Point labeling examples
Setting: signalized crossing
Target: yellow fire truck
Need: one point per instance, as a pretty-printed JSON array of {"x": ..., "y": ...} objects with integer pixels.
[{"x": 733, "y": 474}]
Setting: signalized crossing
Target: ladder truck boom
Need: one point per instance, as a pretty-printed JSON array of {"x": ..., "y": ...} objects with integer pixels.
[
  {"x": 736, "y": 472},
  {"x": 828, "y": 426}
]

#### [DIRECTIVE]
Revise all the records above by changing "signalized crossing" to "signalized intersection" wherever it appears, leaving everything else as it is.

#### [EXERCISE SOLUTION]
Setting: signalized intersection
Target: yellow fire truck
Need: one point per instance, as a pretty-printed JSON array of {"x": ..., "y": ...} objects with integer pixels.
[{"x": 733, "y": 474}]
Setting: signalized intersection
Target: ladder truck boom
Need: one point per instance, as a pretty-printed JSON array of {"x": ..., "y": ...} objects with integer pixels.
[
  {"x": 736, "y": 472},
  {"x": 828, "y": 426}
]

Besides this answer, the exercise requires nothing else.